● Instructions for the task: Rewrite the lines from the one containing "Localize clenched fist." through the one containing "Localize sleeveless jersey.", changing "Localize" to "Locate" and leaving everything else as it is.

● Materials provided:
** START **

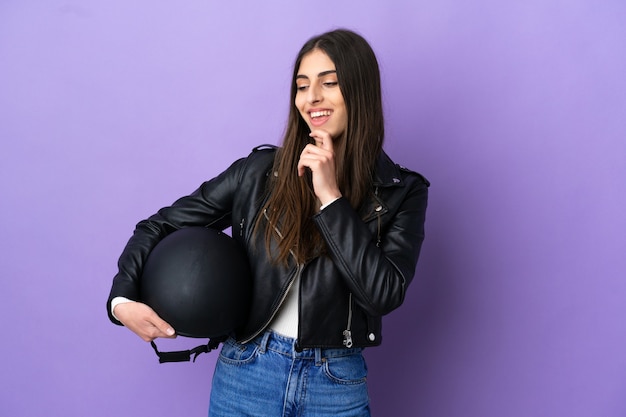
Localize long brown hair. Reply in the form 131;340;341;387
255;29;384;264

** END **
** START **

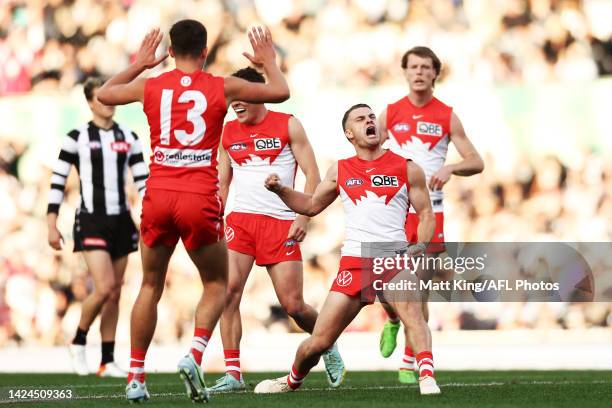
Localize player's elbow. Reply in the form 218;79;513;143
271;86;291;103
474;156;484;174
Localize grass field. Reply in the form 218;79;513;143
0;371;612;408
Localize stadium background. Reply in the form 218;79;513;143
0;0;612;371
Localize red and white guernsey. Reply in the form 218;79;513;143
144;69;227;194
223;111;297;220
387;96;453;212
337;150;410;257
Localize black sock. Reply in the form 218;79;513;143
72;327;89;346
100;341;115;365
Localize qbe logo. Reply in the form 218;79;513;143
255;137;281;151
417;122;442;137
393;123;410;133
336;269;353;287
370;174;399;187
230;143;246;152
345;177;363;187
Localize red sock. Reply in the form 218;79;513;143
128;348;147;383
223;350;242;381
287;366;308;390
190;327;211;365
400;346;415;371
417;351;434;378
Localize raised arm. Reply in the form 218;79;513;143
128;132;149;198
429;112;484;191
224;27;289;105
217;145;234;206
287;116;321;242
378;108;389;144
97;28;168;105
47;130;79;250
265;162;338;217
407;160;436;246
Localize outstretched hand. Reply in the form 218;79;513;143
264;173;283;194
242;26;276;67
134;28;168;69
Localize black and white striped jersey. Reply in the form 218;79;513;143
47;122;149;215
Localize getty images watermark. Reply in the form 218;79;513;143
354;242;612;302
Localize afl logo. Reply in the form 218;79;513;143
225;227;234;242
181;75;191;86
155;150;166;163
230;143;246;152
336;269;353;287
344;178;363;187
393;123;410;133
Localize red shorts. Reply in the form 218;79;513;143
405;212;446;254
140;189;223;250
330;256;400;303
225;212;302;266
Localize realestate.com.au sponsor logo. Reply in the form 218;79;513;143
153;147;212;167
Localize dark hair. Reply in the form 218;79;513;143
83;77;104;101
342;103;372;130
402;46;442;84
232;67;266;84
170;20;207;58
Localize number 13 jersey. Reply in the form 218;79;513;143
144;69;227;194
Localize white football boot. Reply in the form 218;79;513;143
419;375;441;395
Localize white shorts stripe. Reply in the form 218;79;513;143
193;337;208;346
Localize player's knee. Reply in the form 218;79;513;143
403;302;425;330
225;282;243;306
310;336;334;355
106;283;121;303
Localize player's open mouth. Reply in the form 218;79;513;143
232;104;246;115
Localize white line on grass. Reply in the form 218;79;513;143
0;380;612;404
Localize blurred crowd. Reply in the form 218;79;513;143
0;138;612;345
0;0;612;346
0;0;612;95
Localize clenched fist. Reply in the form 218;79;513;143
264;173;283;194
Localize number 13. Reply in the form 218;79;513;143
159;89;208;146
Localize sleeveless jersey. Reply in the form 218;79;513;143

** END **
** START **

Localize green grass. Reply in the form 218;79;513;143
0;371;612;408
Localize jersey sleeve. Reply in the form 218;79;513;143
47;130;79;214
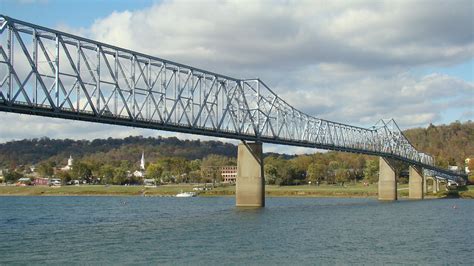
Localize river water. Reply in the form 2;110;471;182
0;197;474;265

** END **

● Written solution:
Locate clenched fist. Reply in the form 218;79;513;143
264;173;283;194
Locate number 13. Reply in the form 218;79;513;143
159;89;208;146
Locate sleeveless jersey. Reply in the form 218;79;513;143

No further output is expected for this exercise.